Aim: Reproduce the material below verbatim, line for line, with every character unchanged.

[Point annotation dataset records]
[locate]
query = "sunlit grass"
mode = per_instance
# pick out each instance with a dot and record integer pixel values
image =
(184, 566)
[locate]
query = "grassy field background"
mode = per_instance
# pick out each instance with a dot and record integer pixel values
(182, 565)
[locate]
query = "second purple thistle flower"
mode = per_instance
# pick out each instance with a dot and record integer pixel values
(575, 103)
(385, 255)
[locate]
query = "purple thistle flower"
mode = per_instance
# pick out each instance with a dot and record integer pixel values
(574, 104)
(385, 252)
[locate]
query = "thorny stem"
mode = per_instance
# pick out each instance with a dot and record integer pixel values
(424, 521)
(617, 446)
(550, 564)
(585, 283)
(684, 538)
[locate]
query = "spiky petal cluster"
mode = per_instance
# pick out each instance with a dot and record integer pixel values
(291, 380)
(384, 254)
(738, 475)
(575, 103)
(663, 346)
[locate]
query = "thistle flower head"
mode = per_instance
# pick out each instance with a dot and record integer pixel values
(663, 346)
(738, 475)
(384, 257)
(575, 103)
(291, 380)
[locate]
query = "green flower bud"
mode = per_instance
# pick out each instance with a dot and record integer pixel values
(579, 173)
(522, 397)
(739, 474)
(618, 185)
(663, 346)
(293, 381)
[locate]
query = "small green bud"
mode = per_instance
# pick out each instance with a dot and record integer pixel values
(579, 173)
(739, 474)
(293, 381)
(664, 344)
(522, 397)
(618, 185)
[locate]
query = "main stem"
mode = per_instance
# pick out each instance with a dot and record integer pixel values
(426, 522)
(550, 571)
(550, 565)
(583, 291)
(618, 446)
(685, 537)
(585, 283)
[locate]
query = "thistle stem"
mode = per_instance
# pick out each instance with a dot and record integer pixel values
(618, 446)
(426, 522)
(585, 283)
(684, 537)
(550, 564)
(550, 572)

Response below:
[locate]
query = "sunlit grass"
mode = per_instance
# pick out each instance with a dot and record integer pixel values
image =
(184, 566)
[locate]
query = "grassy field background"
mode = per_instance
# pick out each instance with a dot and record integer pixel values
(182, 565)
[locate]
query = "second purple thistle flower"
mode = per_instance
# pick out each instance with a dot and record integer pixel values
(575, 103)
(385, 255)
[locate]
query = "purple thistle flower"
mode = per_instance
# pick out each instance with a dot and record integer pixel values
(574, 104)
(385, 252)
[locate]
query = "thorny stem"
mode = per_instance
# pick out each instance with a dot and record integer pixel values
(424, 521)
(617, 446)
(550, 564)
(585, 283)
(684, 538)
[locate]
query = "spiky petal cluster"
mode = per_instance
# pick out each instance with a dot and record integer pixel values
(291, 380)
(384, 254)
(738, 475)
(575, 103)
(663, 346)
[locate]
query = "thistle flower head"
mode = per_instance
# pick out each instance with a dot and record integer pixel values
(663, 346)
(738, 475)
(384, 257)
(575, 103)
(291, 380)
[locate]
query = "green flower bud"
mode = per_instance
# pick out each instance with a dot and record integer pixel values
(579, 173)
(522, 397)
(739, 474)
(618, 185)
(663, 346)
(293, 381)
[locate]
query = "small green bud"
mode = per_instance
# pick out each instance with a dot and record integer pixel values
(579, 173)
(739, 474)
(293, 381)
(664, 344)
(522, 397)
(618, 185)
[locate]
query = "main stem"
mode = per_instance
# pick out each instance with a dot and record integer pixel values
(426, 522)
(550, 571)
(550, 565)
(583, 291)
(618, 446)
(685, 537)
(585, 283)
[locate]
query = "thistle stem"
mode = per_instance
# pick out each instance with a dot and record integer pixel values
(618, 446)
(426, 522)
(585, 283)
(684, 537)
(550, 564)
(550, 572)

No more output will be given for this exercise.